**Planteamiento a:**
Contesta estas preguntas sobre el texto acerca de la plegaria:
(i) ¿De qué salmo es la cita «el espanto de mis conocidos»?
(ii) ¿Qué palabra prefiere el texto en lugar de «portista»?
(iii) ¿De qué material son los retablos barrocos de la iglesia franciscana?
::: Página
Si nos espantamos («el espanto de mis conocidos», dice el salmo del Viernes Santo), por ejemplo, al oír en las noticias la mayor de las atrocidades sádicoviolentas, inmediatamente surge en nosotros, además del lógico cabreo contra el perpetrador de los hechos, a quien incluso llegaríamos a hacerle el mal que le dedicamos en nuestras maldiciones a distancia, una inmensa conmiseración y deseo de protección y de curación hacia la o las víctimas del suceso. Hay plegaria.
Si, al entrar en una iglesia franciscana portuense (prefiero portuense a portista, que también vale) nos admiramos hasta la médula gracias al artesonado y a los múltiples retablos barrocos de madera policromada y pan de oro que forran completamente las paredes del templo, disfrutamos profundamente de la belleza y la delicadeza de la obra, quizá lamentemos el contraste entre la riqueza que vemos y la pobreza que persiste, y en muchos casos compartimos la alabanza que la misma obra que contemplamos está expresando constantemente ante nosotros. Hay, evidentemente, plegaria.
::::::
::: Registros facilitados
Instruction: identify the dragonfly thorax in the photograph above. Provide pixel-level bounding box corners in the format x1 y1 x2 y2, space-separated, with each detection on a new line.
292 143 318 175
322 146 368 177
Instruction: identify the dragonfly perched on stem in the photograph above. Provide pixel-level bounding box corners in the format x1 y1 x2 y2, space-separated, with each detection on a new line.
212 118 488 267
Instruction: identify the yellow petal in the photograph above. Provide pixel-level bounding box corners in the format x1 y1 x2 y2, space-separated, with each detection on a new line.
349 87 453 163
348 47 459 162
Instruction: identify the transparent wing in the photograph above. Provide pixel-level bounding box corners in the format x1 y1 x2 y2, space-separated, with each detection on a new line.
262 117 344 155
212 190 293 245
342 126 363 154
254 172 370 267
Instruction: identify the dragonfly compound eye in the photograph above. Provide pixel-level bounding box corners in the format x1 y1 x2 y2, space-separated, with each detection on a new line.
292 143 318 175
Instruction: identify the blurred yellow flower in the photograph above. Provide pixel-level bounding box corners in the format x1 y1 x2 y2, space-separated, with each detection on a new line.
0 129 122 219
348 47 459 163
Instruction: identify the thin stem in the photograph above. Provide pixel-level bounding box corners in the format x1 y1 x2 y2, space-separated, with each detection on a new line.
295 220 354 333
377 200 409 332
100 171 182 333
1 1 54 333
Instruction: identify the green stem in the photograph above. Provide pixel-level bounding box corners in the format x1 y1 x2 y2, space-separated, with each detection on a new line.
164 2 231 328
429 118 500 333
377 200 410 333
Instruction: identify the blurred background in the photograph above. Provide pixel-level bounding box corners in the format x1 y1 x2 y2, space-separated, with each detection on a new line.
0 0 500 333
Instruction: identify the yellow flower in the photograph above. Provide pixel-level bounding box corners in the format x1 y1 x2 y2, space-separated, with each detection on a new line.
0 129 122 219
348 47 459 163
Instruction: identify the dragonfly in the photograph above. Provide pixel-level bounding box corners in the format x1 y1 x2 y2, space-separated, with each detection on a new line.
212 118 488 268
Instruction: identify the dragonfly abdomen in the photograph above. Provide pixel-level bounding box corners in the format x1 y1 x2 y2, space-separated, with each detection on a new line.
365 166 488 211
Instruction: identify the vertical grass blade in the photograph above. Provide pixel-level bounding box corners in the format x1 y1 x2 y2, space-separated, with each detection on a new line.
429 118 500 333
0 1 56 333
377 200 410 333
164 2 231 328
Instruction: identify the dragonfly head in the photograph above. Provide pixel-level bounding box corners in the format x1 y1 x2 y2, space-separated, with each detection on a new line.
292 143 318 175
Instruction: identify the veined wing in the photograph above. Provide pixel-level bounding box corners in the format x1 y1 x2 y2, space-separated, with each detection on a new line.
::::::
**Planteamiento b:** Reproduce sin cambios las líneas de las entradas, empezando por el comienzo de las entradas y terminando en la línea que contiene "348 47 459 162", ambas incluidas.

**Resultado del ejercicio a:**
(i) Del salmo del Viernes Santo.
(ii) Portuense.
(iii) De madera policromada y pan de oro.

**Resultado del ejercicio b:**
Instruction: identify the dragonfly thorax in the photograph above. Provide pixel-level bounding box corners in the format x1 y1 x2 y2, space-separated, with each detection on a new line.
292 143 318 175
322 146 368 177
Instruction: identify the dragonfly perched on stem in the photograph above. Provide pixel-level bounding box corners in the format x1 y1 x2 y2, space-separated, with each detection on a new line.
212 118 488 267
Instruction: identify the yellow petal in the photograph above. Provide pixel-level bounding box corners in the format x1 y1 x2 y2, space-separated, with each detection on a new line.
349 87 453 163
348 47 459 162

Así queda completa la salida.